TASK PROMPT: In the passage on the ICE's Green Book consultation, what is the Green Book's full title?

PASSAGE PROVIDED:

· · · ·

Fast forward a year and we all wish we had never heard of Coronavirus, BREXIT rumbles on, many commutes, mine included are unimaginably shorter and I have just finished responding to the ICE’s  consultation on the need for Treasury’s Green Book to be changed in light of the levelling up and Carbon Net Zero agenda.

At its heart the ICE consultation asks whether the Green Book should be reformed to achieve better outcomes from infrastructure investment. A question founded on the very reasonable assumption that in future the whole life costs and benefits of infrastructure spend must be spread equitably between and within the UK’s regions. The Green Book, or ‘Central Government Guidance on Appraisal and Evaluation’ concentrates on economic performance including the monetisation of social and environmental performance. The Green Book is not deficient. It and other Departmental guidance (such as DfT’s Transport appraisal Guidance) is comprehensive. It is the use of the process that needs review.

· · · ·

SOURCE INFORMATION:
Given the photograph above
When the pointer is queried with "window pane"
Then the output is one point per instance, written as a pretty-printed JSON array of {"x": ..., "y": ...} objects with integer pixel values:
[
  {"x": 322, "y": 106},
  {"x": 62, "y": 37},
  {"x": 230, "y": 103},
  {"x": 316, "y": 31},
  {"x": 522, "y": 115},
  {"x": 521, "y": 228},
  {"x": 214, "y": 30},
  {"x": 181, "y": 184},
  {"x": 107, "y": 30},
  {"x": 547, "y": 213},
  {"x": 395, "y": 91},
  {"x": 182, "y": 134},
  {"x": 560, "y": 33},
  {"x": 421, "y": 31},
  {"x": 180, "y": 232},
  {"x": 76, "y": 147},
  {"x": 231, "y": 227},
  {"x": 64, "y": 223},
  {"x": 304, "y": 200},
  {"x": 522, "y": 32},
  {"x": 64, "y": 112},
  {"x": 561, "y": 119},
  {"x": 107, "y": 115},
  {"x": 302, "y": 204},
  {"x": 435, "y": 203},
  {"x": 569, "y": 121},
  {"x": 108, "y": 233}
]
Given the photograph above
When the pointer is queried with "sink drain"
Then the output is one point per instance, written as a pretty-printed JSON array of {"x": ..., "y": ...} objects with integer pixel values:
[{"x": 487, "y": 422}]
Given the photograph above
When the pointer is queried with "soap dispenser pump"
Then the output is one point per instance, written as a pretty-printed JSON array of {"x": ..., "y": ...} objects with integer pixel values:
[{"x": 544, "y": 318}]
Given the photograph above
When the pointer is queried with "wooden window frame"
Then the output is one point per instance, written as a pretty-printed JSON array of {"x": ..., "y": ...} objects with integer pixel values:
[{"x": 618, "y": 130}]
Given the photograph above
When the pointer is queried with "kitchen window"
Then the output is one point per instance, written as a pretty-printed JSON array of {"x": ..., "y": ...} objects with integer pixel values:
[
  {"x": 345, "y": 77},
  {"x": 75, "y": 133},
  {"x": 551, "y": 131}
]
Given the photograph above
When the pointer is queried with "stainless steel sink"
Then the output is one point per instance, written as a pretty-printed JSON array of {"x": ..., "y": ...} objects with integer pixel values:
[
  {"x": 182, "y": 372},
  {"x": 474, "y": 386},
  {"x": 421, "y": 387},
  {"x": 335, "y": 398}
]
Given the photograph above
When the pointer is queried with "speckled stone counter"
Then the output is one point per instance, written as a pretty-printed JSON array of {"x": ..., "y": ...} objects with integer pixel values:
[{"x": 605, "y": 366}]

· · · ·

ANSWER SPACE: Central Government Guidance on Appraisal and Evaluation